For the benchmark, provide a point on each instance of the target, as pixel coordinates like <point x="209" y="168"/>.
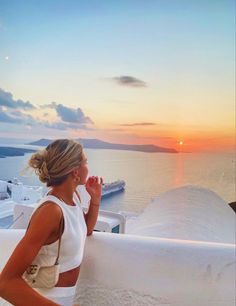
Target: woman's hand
<point x="94" y="188"/>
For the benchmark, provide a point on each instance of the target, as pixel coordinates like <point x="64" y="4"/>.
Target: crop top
<point x="72" y="239"/>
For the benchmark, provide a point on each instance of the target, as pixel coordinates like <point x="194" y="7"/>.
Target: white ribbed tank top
<point x="72" y="239"/>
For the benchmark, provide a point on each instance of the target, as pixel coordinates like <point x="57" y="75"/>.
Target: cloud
<point x="138" y="124"/>
<point x="9" y="119"/>
<point x="72" y="115"/>
<point x="129" y="81"/>
<point x="6" y="99"/>
<point x="25" y="113"/>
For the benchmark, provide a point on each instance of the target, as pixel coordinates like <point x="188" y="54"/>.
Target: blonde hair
<point x="56" y="161"/>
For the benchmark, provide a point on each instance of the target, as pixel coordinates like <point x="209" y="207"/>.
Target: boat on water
<point x="109" y="188"/>
<point x="180" y="251"/>
<point x="15" y="193"/>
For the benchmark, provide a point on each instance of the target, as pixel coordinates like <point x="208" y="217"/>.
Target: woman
<point x="62" y="166"/>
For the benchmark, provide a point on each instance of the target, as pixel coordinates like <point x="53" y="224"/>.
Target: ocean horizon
<point x="146" y="174"/>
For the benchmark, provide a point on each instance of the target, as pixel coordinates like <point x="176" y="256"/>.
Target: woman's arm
<point x="91" y="216"/>
<point x="12" y="287"/>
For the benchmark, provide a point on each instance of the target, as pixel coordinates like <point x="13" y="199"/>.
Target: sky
<point x="134" y="72"/>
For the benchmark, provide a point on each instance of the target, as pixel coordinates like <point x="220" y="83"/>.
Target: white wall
<point x="120" y="269"/>
<point x="189" y="212"/>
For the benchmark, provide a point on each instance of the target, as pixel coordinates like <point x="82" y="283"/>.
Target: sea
<point x="146" y="175"/>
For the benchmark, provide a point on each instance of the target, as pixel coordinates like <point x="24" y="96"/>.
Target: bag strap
<point x="60" y="232"/>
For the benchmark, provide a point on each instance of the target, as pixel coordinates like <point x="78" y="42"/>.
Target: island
<point x="99" y="144"/>
<point x="10" y="151"/>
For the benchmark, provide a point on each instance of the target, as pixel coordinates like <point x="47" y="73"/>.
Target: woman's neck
<point x="63" y="194"/>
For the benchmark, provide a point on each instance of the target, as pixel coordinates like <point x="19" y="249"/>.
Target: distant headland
<point x="99" y="144"/>
<point x="9" y="151"/>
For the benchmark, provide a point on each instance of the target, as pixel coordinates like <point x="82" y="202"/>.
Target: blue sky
<point x="73" y="53"/>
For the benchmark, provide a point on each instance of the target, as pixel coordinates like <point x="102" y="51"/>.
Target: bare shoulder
<point x="44" y="222"/>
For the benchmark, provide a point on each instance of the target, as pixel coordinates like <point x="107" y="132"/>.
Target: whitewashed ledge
<point x="120" y="269"/>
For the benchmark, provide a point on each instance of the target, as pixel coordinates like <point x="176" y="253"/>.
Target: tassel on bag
<point x="38" y="276"/>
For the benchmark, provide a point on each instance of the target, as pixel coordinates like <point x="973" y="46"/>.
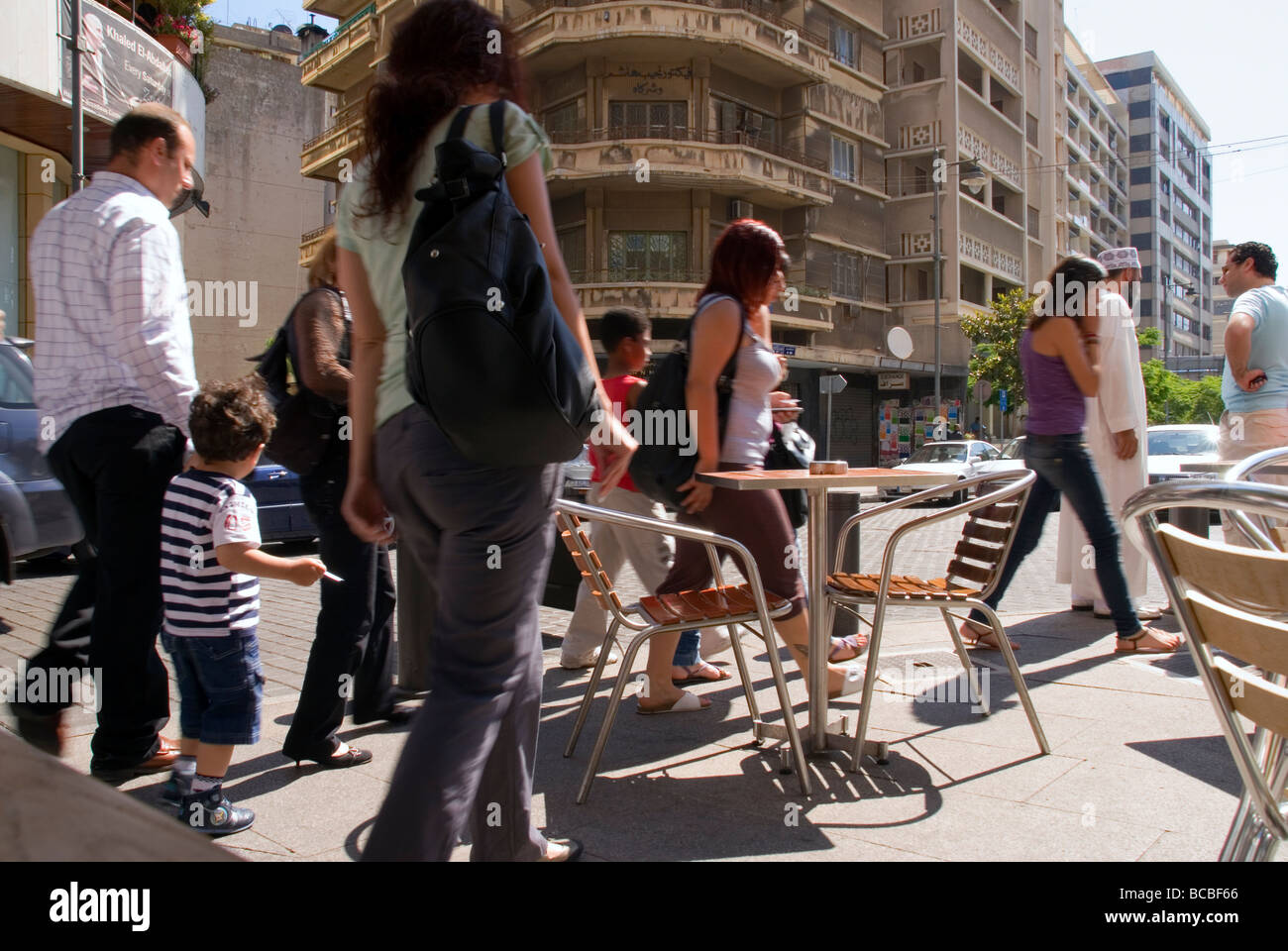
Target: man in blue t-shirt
<point x="1254" y="385"/>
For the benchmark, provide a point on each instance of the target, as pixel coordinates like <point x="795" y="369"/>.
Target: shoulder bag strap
<point x="496" y="116"/>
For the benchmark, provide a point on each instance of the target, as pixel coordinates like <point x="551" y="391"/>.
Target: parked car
<point x="1010" y="461"/>
<point x="962" y="458"/>
<point x="282" y="515"/>
<point x="1172" y="446"/>
<point x="37" y="514"/>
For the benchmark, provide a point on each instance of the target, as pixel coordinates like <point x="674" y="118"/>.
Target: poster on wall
<point x="121" y="65"/>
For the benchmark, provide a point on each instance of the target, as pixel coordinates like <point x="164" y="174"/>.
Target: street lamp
<point x="974" y="178"/>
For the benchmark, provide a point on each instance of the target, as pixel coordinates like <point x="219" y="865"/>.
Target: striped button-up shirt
<point x="111" y="307"/>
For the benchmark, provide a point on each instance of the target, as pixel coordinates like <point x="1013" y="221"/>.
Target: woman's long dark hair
<point x="1068" y="290"/>
<point x="441" y="51"/>
<point x="743" y="262"/>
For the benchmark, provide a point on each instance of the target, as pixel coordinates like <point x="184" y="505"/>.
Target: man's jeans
<point x="352" y="650"/>
<point x="1064" y="466"/>
<point x="116" y="466"/>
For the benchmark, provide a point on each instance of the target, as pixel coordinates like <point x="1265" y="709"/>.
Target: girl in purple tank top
<point x="1060" y="359"/>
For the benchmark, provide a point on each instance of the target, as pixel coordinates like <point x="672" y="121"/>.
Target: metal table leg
<point x="818" y="635"/>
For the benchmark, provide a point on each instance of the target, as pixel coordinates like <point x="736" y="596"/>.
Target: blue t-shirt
<point x="1269" y="309"/>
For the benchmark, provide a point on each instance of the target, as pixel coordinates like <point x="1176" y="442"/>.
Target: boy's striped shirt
<point x="202" y="598"/>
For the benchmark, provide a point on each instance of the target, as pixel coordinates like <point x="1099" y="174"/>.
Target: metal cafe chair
<point x="1234" y="599"/>
<point x="973" y="573"/>
<point x="1257" y="530"/>
<point x="722" y="606"/>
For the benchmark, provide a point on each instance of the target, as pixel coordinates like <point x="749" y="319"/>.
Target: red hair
<point x="743" y="262"/>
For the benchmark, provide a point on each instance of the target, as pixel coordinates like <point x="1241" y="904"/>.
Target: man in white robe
<point x="1116" y="438"/>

Work instructions: Every line above should be returned word for word, with the pictures left behind.

Response:
For the benchmark, provide a point on each instance of the target, as pixel coordinates like <point x="209" y="168"/>.
Target: woman's hand
<point x="94" y="188"/>
For the benchmark, provide a point on each instance of the target, as pixel coordinates like <point x="64" y="4"/>.
Target: crop top
<point x="72" y="239"/>
For the benchmark, provide a point on each instance of the target, as pixel coordinates like <point x="194" y="7"/>.
Target: white ribbed tank top
<point x="72" y="239"/>
For the benchmark, provide a point on each instance of the target, as pixel coordinates like <point x="57" y="75"/>.
Target: cloud
<point x="138" y="124"/>
<point x="9" y="119"/>
<point x="72" y="115"/>
<point x="129" y="81"/>
<point x="6" y="99"/>
<point x="25" y="113"/>
For the benchmark, provide a point on each instance of the target, as pixel coordinates like <point x="188" y="54"/>.
Target: blonde hair
<point x="56" y="161"/>
For the benchmark, provide a point on each instance of the target, as pixel coordinates like <point x="209" y="207"/>.
Target: boat on water
<point x="109" y="188"/>
<point x="180" y="251"/>
<point x="15" y="193"/>
For the benchmark, provide a point on each instance of the target, as pixel coordinates like <point x="208" y="217"/>.
Target: woman
<point x="62" y="166"/>
For the benchmark, provide a point on each instance of the target, as pixel coordinates like <point x="53" y="224"/>.
Target: ocean horizon
<point x="146" y="174"/>
For the benchmark, provide a point on each instance of the target, as pixel coordinates like <point x="176" y="256"/>.
Target: woman's arm
<point x="91" y="216"/>
<point x="12" y="287"/>
For the benchmark, provide a point on each instance of the target, as pixel coordinates like <point x="13" y="199"/>.
Target: sky
<point x="134" y="72"/>
For the benchmark, provide a point on each instance of the target, as pixel coordinates like <point x="220" y="83"/>.
Target: white wall
<point x="120" y="269"/>
<point x="189" y="212"/>
For the benchmark, provide a point on each instance of the target, as pixel coordinates like <point x="82" y="283"/>.
Target: sea
<point x="146" y="175"/>
For the benchmark, provide a point on each instance of the target, as pixel coordinates like <point x="24" y="96"/>.
Target: bag strap
<point x="60" y="232"/>
For the benchmark, provide a point on each instance of the target, as pixel coordinates like <point x="78" y="42"/>.
Target: island
<point x="99" y="144"/>
<point x="10" y="151"/>
For the benchmark, provide a point on each instance of the target, as pixel coordinates like <point x="47" y="73"/>.
Target: woman's neck
<point x="63" y="194"/>
For the benchmark, provide a point on each instance of the target, as pixel coordinates like <point x="19" y="249"/>.
Target: distant headland
<point x="99" y="144"/>
<point x="9" y="151"/>
For the benchmark, provide a point on each instance of the target, as pixel coordinates like <point x="82" y="202"/>.
Target: blue sky
<point x="73" y="53"/>
For the benchmark, provide a point on each instance of the target, as pixel coordinates like <point x="102" y="51"/>.
Target: bare shoulder
<point x="44" y="222"/>
For the benchmark, provide a point on each instance of the target, as pixel coordinates like <point x="107" y="132"/>.
Target: whitewashed ledge
<point x="120" y="269"/>
For the benchmark, provide a point on each instance of the target, as pixel coordinates like <point x="176" y="253"/>.
Target: tassel on bag
<point x="38" y="276"/>
For the benchmark, provide a point on each instance of the target, as pixel coordinates like <point x="973" y="46"/>.
Target: man in blue t-shirt
<point x="1254" y="385"/>
For the benchmark, provide a point on each instance of the target, as pixel coordinates like <point x="795" y="369"/>.
Target: shoulder bag strap
<point x="496" y="116"/>
For the benchmark, provide a point on each instance of the target, as pixel coordinates like <point x="551" y="391"/>.
Target: parked car
<point x="1010" y="461"/>
<point x="962" y="458"/>
<point x="282" y="515"/>
<point x="1172" y="446"/>
<point x="37" y="514"/>
For the benchmark, provide a point on each instance of the target, as pixel coordinates like <point x="674" y="118"/>.
Target: poster on wall
<point x="121" y="65"/>
For the benchmark, provide a point on each instance of the target, as pixel coordinates like <point x="164" y="174"/>.
Target: street lamp
<point x="974" y="178"/>
For the benchmark, provide a point on each instance of the target, as pixel coordinates like <point x="219" y="865"/>.
Target: striped button-up shirt
<point x="111" y="307"/>
For the benchmark, provide a point on each instance of the target, as pixel coordinates like <point x="1013" y="221"/>.
Target: woman's long dark hair
<point x="1068" y="290"/>
<point x="441" y="51"/>
<point x="743" y="262"/>
For the benchmark, provide a point on each instance of the target, as pixel coordinates like <point x="184" y="505"/>.
Target: man's jeans
<point x="352" y="650"/>
<point x="1064" y="466"/>
<point x="116" y="466"/>
For the benchmark, provide a point on each instance of the target, as pixel coordinates like <point x="1265" y="709"/>.
Target: girl in purple tank top
<point x="1060" y="359"/>
For the benchmark, provide a point on each instance of the target, as pixel coordinates like <point x="672" y="121"/>.
Target: metal table leg
<point x="818" y="635"/>
For the benchmark, provide a point on each instance of the target, as pixel coordinates like <point x="736" y="596"/>.
Target: blue t-shirt
<point x="1269" y="309"/>
For the benchmark, provide a point on each instance of the target, as pixel coordinates like <point x="1176" y="442"/>.
Target: boy's striped shirt
<point x="202" y="598"/>
For the benchmark, provide a point on each instance of the target, as pixel coordinates like <point x="1099" y="174"/>.
Target: metal cafe chair
<point x="1234" y="599"/>
<point x="973" y="573"/>
<point x="1257" y="530"/>
<point x="722" y="606"/>
For the benchmark, provide a point on each instance of the target, as pixel coordinates like <point x="749" y="319"/>.
Target: red hair
<point x="743" y="262"/>
For the benchmark, provide a point on each instance of the target, as pixel coordinates like <point x="1241" y="904"/>.
Target: man in white robe
<point x="1116" y="438"/>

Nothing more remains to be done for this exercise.